◆ Records provided:
_ _ _ _
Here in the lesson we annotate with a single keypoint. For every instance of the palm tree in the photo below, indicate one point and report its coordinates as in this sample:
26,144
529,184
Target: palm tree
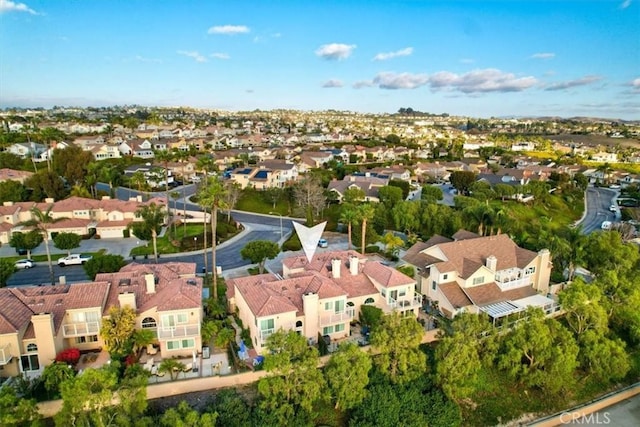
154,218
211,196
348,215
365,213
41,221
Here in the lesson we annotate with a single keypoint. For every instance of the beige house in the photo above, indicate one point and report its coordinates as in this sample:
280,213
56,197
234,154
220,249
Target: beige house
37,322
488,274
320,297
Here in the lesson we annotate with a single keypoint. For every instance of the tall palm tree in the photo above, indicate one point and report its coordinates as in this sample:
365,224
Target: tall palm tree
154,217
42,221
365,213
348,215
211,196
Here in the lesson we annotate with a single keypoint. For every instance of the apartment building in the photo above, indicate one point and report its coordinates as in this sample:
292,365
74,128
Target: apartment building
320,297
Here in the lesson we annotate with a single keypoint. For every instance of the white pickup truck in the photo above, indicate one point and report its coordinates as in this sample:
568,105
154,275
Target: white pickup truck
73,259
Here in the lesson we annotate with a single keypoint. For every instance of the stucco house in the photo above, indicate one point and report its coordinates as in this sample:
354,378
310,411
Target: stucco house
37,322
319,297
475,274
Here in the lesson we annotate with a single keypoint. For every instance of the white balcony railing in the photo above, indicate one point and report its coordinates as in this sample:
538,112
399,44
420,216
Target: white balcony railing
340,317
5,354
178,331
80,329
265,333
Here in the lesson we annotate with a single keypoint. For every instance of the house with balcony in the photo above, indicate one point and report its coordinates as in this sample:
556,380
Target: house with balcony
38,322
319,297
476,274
_ _ _ _
◆ Problem details: Quote the records above in full, dropping each picture.

◆ Response:
Here in the lesson we annotate with a single keypoint. For every instance of the palm tree in the photo below, indicate one point and report its coordinates as in this sample:
26,144
529,184
Target: palm tree
154,218
211,196
348,215
365,213
41,221
Here in the lesson we annotate with a single keypoint. For every instance of the beige house in the photo above, indicate one point and report its coordinates as in this sample:
280,213
56,197
234,154
220,249
Target: beige house
37,322
488,274
320,297
Here in the lesson we annotate with a single keypoint. For every instance of the tall palm tree in the photo above, indicate one point and report its coordinates as in this sample:
365,224
Target: tall palm tree
154,217
42,221
365,213
348,215
211,196
Here in the lesson we annotate with a single keypoint. For every instance of the apartment building in the photo above, indicate one point and report its coordinates as in this sample:
292,365
74,128
Target: apartment building
320,297
Here in the lesson we annotate with a single keypoint. For every instance of the white pickup truck in the photo above, indicate one point and report its coordinates as in this sample:
568,105
154,275
Target: white pickup truck
73,259
Here in the lesson we annotate with a single keypoint. For every instance of the stucco house in the photo above, indicate one point and report its coordinates as in this sample:
354,378
310,411
Target: stucco house
37,322
319,297
475,274
Here in the lesson we annotate with a single keypoint. For every instance of the white balcony railing in the photo above, indicate one point and report its coordinates as in this sample:
538,112
399,44
420,216
Target: white balcony railing
340,317
5,354
178,331
80,329
265,333
Here in the lesson we annotate with a single keypoint. For every instance of the house with balcony in the photo above, indicate one point and report its coordinates as in this sample:
556,380
Target: house with balcony
38,322
319,297
476,274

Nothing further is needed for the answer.